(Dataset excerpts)
------------------------------------------------

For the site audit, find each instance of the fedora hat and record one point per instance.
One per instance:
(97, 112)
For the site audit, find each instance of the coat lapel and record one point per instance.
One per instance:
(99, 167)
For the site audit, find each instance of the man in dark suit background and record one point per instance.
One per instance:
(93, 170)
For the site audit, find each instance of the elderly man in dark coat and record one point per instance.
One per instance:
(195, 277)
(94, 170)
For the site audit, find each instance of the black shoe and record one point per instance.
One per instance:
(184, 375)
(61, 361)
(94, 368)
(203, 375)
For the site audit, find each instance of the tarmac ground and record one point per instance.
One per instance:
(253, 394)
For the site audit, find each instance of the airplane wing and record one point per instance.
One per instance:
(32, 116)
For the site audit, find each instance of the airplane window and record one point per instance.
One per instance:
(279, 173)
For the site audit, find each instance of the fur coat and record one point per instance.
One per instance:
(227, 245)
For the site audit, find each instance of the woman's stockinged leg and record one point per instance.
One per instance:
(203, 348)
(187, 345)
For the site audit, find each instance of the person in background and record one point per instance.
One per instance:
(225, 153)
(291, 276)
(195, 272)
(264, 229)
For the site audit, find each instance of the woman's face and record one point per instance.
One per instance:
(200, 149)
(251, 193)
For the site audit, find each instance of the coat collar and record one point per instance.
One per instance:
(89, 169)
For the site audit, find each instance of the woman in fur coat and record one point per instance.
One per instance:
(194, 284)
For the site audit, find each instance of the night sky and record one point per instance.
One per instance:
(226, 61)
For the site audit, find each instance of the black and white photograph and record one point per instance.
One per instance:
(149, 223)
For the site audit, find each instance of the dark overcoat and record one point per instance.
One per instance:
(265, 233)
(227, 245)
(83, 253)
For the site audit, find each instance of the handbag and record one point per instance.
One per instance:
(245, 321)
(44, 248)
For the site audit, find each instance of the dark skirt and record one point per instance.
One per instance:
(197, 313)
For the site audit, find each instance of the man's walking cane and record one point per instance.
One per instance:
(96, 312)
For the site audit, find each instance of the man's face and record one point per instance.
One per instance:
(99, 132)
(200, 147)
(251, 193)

------------------------------------------------

Give each line of the records above again, unchanged.

For the site audit, find each instance of the fedora hat and record one point per instance.
One per instance:
(97, 112)
For the site audit, find each instance of the coat lapel and record one point per instance.
One per instance:
(99, 167)
For the site audit, find each instance of the man in dark suit background and record one point per instance.
One per instance:
(93, 170)
For the site audit, find each instance of the elderly man in dark coat and record one point per instance.
One per instance:
(195, 277)
(94, 170)
For the site audit, find each instance of the black shoe and record one point per instance.
One per instance:
(184, 375)
(61, 361)
(94, 368)
(203, 375)
For the site audit, find each instance of the tarmac ground and record one point per instance.
One per instance:
(253, 394)
For the site audit, find each instance of the airplane wing and record one point per instance.
One per instance:
(32, 116)
For the site audit, find each instance of the airplane window and record one point per instance.
One per instance:
(279, 173)
For the site audit, find each instance of the fur coat and record one point per instance.
One per instance:
(227, 245)
For the site audit, find each instance of the woman's stockinged leg and record one point per instance.
One per instance:
(203, 348)
(187, 345)
For the site audit, find each instance of the person in background and record one point per instance.
One per instance:
(225, 153)
(291, 276)
(195, 272)
(264, 229)
For the site audit, find each instance of the woman's face and record one point per instance.
One per instance:
(200, 149)
(251, 193)
For the site audit, find each instance of the coat collar and record one point per instance.
One per instance:
(89, 169)
For the site audit, find each instance of the woman in fur coat and record one point per instance.
One per instance:
(194, 284)
For the site audit, find each instance of the night sky and record one point per instance.
One per instance:
(226, 61)
For the site audit, find each instance of the black and white photograph and record one point per instance.
One per instance:
(149, 223)
For the site audit, find each instance of the dark overcoat and record one point per instance.
One per instance:
(265, 233)
(227, 245)
(83, 253)
For the site audit, find each instance of the handbag and record one point per instance.
One per instance:
(245, 321)
(44, 248)
For the site audit, find each instance of the dark skirt and record one point per instance.
One per instance:
(197, 313)
For the site audit, find each instance of the man's walking cane and record one point per instance.
One per instance:
(96, 312)
For the site audit, find each instance of the man's face and record one point per instance.
One per instance:
(99, 132)
(200, 147)
(251, 193)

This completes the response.